#### PROMPT:
Find each line in the entries below that contains the word "motorcycle", and copy those lines. The match is case-sensitive.

==== PROVIDED INFORMATION ====

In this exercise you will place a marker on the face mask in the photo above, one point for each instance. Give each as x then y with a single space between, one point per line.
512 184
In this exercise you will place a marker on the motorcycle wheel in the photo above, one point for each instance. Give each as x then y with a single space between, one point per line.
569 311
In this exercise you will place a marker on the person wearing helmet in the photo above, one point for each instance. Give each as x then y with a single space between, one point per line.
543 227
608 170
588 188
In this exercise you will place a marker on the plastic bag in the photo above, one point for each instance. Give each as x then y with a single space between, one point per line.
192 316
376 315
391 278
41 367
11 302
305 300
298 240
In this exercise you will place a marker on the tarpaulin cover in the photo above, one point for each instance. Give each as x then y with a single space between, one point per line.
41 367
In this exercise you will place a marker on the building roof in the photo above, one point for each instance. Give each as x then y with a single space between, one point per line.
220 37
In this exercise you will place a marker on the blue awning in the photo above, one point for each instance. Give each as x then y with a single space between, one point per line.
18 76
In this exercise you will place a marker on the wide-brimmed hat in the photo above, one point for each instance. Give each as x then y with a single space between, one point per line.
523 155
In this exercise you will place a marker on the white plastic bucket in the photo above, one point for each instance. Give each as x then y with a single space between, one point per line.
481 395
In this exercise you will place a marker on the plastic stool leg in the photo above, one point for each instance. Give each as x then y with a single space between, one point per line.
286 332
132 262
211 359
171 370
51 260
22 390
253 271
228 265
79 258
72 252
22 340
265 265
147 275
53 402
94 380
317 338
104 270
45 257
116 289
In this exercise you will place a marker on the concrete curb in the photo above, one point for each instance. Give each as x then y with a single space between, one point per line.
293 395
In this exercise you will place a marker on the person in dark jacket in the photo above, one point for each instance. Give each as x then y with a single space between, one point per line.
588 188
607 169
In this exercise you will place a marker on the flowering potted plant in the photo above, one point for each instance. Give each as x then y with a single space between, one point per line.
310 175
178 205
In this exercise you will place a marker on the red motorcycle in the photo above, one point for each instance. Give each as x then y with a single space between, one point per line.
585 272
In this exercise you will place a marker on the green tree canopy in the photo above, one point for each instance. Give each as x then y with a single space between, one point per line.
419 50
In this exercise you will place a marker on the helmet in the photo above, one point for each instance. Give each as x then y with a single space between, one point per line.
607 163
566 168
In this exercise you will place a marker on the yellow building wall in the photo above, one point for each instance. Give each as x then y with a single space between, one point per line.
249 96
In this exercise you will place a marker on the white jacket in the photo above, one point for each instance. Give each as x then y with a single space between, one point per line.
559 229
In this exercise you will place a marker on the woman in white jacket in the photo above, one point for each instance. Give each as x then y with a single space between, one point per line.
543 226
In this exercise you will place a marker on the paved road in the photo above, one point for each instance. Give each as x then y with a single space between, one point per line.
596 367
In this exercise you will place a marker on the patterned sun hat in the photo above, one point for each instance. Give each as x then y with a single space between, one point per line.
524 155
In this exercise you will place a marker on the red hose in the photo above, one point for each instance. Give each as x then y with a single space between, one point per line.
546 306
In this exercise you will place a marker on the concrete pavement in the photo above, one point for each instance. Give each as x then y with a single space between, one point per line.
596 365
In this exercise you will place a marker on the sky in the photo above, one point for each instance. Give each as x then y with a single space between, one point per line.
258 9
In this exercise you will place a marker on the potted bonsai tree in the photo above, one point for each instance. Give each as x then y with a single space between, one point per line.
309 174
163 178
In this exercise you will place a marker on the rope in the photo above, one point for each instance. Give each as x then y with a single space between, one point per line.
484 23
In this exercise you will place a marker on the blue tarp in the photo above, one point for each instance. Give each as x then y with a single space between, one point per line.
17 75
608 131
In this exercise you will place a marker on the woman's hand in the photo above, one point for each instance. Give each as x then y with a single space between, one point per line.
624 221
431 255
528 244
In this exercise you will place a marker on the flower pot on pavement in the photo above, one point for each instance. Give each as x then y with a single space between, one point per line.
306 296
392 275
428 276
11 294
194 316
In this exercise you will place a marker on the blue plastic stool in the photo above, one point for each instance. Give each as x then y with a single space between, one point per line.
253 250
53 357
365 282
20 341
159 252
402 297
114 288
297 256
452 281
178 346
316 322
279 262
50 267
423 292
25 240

====
==== PROVIDED INFORMATION ====

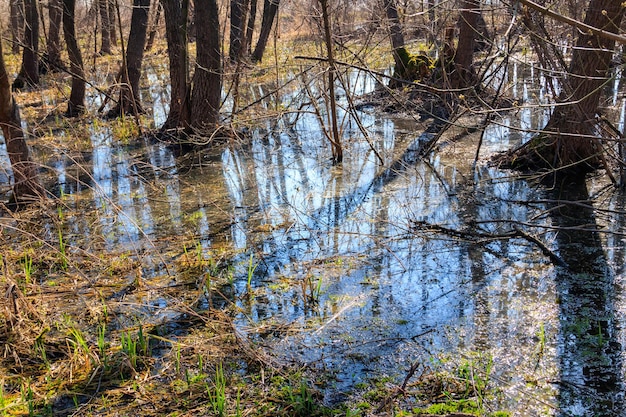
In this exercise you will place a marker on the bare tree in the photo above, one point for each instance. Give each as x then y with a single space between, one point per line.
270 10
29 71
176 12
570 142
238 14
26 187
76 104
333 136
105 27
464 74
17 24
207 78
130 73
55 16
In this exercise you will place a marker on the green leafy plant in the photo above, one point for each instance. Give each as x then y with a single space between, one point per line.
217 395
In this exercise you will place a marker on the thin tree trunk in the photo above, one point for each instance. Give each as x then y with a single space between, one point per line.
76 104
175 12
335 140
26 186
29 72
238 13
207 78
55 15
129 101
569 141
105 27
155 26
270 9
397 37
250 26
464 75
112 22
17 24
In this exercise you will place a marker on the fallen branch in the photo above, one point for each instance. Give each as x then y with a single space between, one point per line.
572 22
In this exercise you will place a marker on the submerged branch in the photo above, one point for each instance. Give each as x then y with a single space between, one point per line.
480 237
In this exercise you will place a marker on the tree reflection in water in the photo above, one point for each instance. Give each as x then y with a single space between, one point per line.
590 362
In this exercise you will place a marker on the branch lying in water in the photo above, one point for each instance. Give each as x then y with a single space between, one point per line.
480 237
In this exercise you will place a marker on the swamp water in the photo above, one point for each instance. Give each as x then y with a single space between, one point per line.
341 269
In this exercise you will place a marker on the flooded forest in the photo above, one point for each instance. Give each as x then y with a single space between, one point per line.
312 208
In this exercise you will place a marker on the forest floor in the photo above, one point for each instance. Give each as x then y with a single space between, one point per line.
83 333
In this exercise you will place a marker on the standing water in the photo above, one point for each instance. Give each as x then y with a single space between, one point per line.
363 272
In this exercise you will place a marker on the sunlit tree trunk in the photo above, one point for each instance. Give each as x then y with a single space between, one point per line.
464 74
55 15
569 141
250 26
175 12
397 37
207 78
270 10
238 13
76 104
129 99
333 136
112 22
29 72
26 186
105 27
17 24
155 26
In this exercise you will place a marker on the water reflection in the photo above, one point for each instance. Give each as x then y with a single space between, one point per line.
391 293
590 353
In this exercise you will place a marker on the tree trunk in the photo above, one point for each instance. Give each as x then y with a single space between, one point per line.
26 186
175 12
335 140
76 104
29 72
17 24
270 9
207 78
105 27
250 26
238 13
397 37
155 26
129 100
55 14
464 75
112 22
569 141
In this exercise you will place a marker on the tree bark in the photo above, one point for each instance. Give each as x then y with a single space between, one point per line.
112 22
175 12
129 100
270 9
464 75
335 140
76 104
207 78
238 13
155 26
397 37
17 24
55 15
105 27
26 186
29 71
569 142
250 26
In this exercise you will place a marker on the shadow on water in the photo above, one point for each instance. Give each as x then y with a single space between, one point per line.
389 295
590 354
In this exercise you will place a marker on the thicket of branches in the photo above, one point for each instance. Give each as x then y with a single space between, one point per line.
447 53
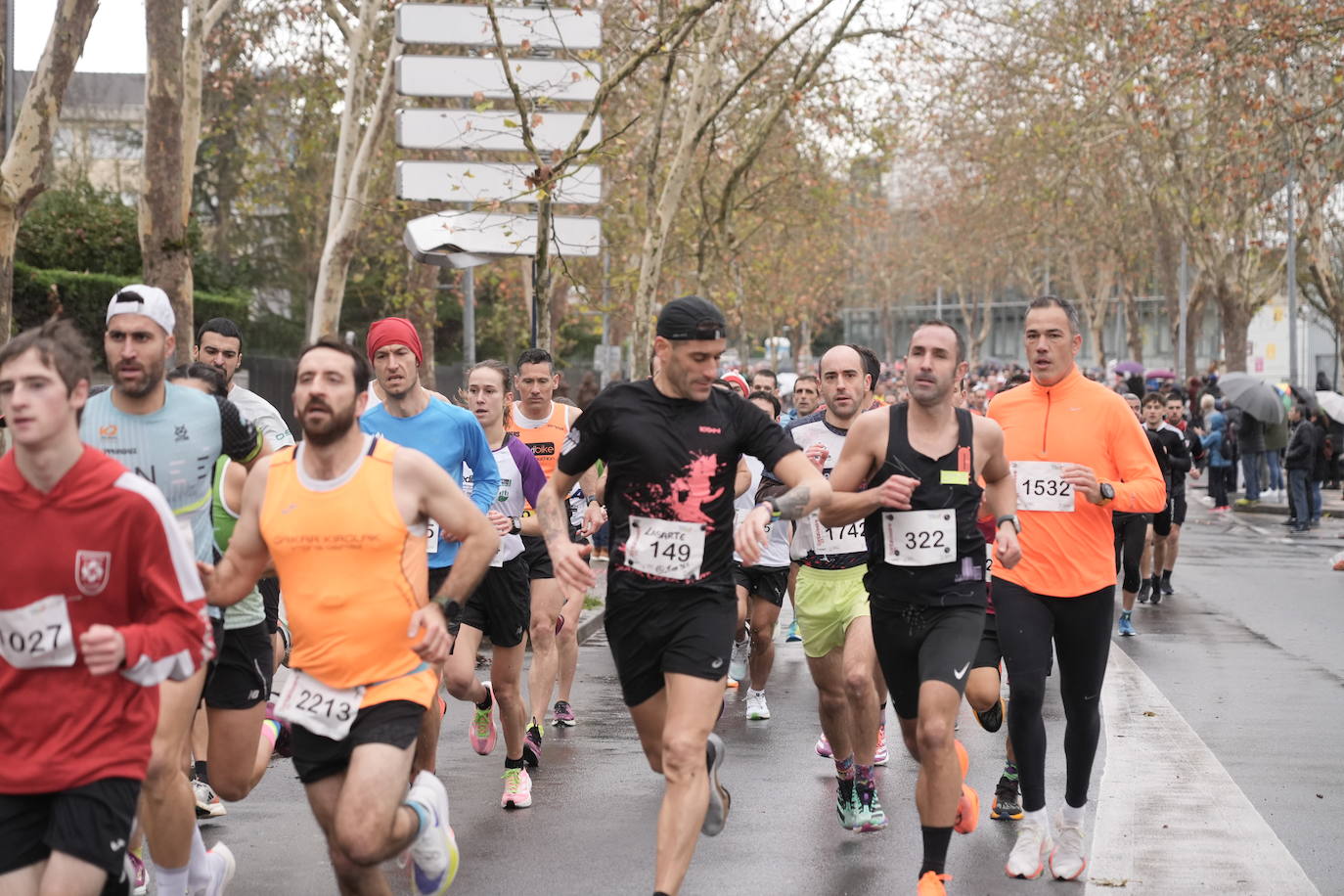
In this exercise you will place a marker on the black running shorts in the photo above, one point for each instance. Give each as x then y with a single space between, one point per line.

====
==== PROVIDED INFORMATION ====

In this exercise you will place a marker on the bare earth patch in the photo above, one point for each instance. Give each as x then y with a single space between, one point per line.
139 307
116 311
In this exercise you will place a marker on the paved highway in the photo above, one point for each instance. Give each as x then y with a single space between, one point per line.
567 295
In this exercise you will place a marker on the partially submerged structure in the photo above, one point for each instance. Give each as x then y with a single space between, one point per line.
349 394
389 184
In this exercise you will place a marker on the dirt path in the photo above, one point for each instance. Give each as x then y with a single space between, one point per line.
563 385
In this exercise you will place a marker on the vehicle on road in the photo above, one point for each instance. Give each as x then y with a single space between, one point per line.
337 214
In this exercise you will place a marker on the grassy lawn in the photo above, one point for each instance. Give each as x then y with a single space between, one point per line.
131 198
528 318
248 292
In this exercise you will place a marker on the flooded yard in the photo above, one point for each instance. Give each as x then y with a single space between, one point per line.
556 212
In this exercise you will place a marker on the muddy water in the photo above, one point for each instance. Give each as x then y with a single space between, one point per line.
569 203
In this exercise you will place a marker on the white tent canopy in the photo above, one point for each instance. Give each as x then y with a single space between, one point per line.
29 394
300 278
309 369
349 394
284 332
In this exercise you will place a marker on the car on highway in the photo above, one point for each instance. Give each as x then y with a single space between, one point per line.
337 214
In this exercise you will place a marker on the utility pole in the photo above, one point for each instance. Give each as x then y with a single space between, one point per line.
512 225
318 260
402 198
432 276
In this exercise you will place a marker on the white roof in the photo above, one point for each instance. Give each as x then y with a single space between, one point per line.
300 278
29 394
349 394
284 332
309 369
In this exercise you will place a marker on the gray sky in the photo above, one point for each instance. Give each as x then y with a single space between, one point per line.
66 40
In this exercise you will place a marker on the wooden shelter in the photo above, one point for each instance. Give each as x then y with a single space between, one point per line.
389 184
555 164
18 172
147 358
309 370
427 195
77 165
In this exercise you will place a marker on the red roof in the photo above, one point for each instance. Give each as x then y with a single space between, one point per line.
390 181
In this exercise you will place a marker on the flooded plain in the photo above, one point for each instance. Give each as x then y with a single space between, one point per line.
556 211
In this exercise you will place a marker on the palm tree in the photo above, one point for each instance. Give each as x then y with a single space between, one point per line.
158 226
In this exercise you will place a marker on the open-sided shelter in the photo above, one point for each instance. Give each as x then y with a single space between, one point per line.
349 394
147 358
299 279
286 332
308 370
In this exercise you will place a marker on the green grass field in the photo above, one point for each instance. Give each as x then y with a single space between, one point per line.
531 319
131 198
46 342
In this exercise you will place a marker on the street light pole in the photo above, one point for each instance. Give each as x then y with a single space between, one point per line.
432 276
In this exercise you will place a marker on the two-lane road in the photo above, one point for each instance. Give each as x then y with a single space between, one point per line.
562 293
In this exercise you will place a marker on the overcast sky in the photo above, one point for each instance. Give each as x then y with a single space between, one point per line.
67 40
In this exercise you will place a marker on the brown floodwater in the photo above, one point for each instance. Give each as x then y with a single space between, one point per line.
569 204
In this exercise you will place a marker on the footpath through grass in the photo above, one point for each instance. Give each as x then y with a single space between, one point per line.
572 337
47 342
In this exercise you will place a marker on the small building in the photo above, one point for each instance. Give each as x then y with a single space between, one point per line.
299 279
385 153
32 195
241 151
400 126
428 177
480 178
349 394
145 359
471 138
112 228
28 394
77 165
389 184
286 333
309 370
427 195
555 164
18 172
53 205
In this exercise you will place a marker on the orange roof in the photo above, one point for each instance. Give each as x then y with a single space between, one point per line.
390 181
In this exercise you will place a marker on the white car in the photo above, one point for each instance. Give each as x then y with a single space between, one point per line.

====

#### RESULT:
In this exercise you will place a marker on the motorcycle wheel in the photo above, one point for each instance. Give each as x then y with a single space between, one point per line.
In this exercise you will place a marker on the red motorcycle in the photo above, one point for each instance. Give each as x then y with a single space between, one point per line.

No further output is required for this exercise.